AIM >> Render every line of the records below as a JSON list of strings, one string per line, omitting blank lines.

--- --- ---

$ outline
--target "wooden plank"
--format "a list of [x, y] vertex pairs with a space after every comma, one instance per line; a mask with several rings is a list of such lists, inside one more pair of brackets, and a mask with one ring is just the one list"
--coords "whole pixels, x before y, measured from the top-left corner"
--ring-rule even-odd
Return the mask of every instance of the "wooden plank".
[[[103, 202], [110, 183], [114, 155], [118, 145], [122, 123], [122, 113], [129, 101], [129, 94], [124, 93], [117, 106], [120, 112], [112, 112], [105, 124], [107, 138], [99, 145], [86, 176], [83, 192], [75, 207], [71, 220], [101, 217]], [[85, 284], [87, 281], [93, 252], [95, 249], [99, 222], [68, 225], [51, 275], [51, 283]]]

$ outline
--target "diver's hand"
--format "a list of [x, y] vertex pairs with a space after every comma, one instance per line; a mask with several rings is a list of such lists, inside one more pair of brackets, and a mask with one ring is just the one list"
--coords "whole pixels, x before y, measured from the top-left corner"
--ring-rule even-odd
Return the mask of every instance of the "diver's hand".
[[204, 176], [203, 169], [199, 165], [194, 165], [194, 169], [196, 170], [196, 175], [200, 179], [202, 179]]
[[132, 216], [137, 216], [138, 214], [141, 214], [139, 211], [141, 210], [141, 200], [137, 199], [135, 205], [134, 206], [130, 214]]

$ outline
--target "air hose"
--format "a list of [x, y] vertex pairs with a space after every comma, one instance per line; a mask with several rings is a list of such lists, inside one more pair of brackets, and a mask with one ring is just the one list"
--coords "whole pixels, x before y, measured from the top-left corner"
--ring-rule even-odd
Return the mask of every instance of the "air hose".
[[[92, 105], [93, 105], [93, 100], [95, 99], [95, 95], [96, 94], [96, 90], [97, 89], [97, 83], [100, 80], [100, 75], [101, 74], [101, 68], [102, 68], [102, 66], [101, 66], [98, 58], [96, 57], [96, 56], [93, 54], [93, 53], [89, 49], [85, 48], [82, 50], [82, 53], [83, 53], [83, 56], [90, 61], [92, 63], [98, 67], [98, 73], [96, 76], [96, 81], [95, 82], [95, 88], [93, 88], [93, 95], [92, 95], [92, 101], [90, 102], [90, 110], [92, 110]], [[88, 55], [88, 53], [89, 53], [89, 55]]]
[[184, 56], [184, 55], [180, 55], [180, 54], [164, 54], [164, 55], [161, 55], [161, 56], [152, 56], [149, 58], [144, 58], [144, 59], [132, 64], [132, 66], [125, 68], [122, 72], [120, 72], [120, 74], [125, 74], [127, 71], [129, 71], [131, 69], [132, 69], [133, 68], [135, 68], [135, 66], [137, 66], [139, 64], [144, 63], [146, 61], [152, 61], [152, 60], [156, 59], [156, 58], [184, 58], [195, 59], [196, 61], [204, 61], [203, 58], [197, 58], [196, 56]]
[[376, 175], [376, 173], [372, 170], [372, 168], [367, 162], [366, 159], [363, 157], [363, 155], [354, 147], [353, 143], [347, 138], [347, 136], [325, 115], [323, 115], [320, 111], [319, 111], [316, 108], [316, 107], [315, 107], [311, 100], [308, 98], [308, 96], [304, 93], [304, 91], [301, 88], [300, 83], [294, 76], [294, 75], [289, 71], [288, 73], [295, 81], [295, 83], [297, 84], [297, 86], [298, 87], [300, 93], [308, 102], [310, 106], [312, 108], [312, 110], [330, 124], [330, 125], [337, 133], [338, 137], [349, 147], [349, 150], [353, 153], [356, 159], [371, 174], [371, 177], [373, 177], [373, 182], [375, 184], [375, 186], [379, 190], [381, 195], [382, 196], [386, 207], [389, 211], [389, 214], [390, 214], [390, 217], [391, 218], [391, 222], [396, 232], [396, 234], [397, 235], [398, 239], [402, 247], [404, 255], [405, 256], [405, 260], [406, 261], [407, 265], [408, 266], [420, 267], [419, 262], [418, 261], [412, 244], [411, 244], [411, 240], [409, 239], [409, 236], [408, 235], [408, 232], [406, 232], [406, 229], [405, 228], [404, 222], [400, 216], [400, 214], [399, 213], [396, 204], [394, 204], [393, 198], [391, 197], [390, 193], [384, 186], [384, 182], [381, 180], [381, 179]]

--- --- ---

EXERCISE RESULT >>
[
  "$ outline",
  "--target \"wooden plank\"",
  "--format \"a list of [x, y] vertex pairs with a space after every comma, one instance per line; a mask with several rings is a list of such lists, inside one more pair of brackets, and a mask with one ring is just the one list\"",
  "--coords \"whole pixels, x before y, measured from the top-left corner\"",
  "--ring-rule even-odd",
  "Return the mask of every instance of the \"wooden plank\".",
  "[[[103, 202], [110, 183], [114, 155], [118, 145], [122, 123], [122, 113], [129, 101], [129, 94], [124, 93], [117, 106], [120, 112], [112, 112], [105, 124], [107, 138], [99, 145], [86, 176], [83, 192], [75, 207], [71, 220], [101, 217]], [[85, 284], [87, 281], [93, 252], [95, 249], [99, 222], [68, 225], [51, 275], [51, 283]]]",
  "$ outline",
  "--target \"diver's hand\"",
  "--format \"a list of [x, y] vertex pairs with a space after every comma, one instance per line; a mask with several rings is a list of such lists, inside one more pair of brackets, and a mask with one ring is just the one list\"",
  "--coords \"whole pixels, x before y, measured from the top-left corner\"",
  "--ring-rule even-odd",
  "Return the mask of every instance of the \"diver's hand\".",
  "[[204, 176], [203, 169], [199, 165], [194, 165], [194, 169], [196, 170], [196, 175], [200, 179], [202, 179]]",
  "[[132, 216], [137, 216], [138, 214], [141, 214], [139, 211], [141, 210], [141, 200], [137, 199], [135, 205], [134, 206], [130, 214]]",
  "$ outline",
  "--target \"air hose\"",
  "--format \"a list of [x, y] vertex pairs with a space after every comma, one instance per line; a mask with several rings is a list of such lists, inside one more pair of brackets, and a mask with one ring is just the one list\"",
  "--coords \"whole pixels, x before y, measured from the top-left corner\"",
  "--ring-rule even-odd",
  "Return the mask of every instance of the \"air hose\".",
  "[[[92, 105], [93, 105], [93, 100], [95, 99], [95, 95], [96, 94], [96, 90], [97, 89], [97, 83], [100, 80], [100, 75], [101, 74], [101, 68], [102, 68], [102, 66], [101, 66], [98, 58], [96, 57], [96, 56], [93, 54], [93, 53], [89, 49], [85, 48], [82, 50], [82, 53], [83, 53], [83, 56], [90, 61], [92, 63], [98, 67], [98, 73], [96, 76], [96, 81], [95, 82], [95, 88], [93, 88], [93, 95], [92, 95], [92, 101], [90, 102], [90, 110], [92, 110]], [[88, 55], [88, 53], [89, 53], [89, 55]]]",
  "[[184, 56], [184, 55], [180, 55], [180, 54], [164, 54], [164, 55], [161, 55], [161, 56], [152, 56], [149, 58], [144, 58], [144, 59], [132, 64], [132, 66], [125, 68], [122, 72], [120, 72], [120, 74], [125, 74], [127, 71], [129, 71], [131, 69], [132, 69], [133, 68], [135, 68], [135, 66], [137, 66], [139, 64], [144, 63], [146, 61], [152, 61], [152, 60], [156, 59], [156, 58], [184, 58], [195, 59], [196, 61], [204, 61], [203, 58], [197, 58], [196, 56]]",
  "[[376, 175], [376, 173], [372, 170], [372, 168], [367, 162], [366, 159], [363, 157], [363, 155], [354, 147], [353, 143], [347, 138], [347, 136], [325, 115], [323, 115], [320, 111], [319, 111], [316, 108], [316, 107], [315, 107], [311, 100], [308, 98], [308, 96], [304, 93], [304, 91], [301, 88], [300, 83], [294, 76], [294, 75], [289, 71], [288, 73], [295, 81], [295, 83], [297, 84], [297, 86], [298, 87], [300, 93], [308, 102], [310, 106], [312, 108], [312, 110], [330, 124], [330, 125], [337, 133], [338, 137], [349, 147], [349, 150], [353, 153], [356, 159], [371, 174], [371, 177], [373, 177], [373, 182], [375, 184], [375, 186], [379, 190], [381, 195], [382, 196], [386, 207], [389, 211], [389, 214], [390, 214], [390, 217], [391, 218], [391, 222], [396, 232], [396, 234], [397, 235], [398, 239], [402, 247], [404, 255], [405, 256], [405, 260], [406, 261], [407, 265], [408, 266], [420, 267], [419, 262], [418, 261], [412, 244], [411, 244], [411, 240], [409, 239], [409, 236], [408, 235], [408, 232], [406, 232], [406, 229], [405, 228], [404, 222], [400, 216], [400, 214], [399, 213], [396, 204], [394, 204], [393, 198], [391, 197], [390, 193], [384, 186], [384, 182], [381, 180], [381, 179]]"
]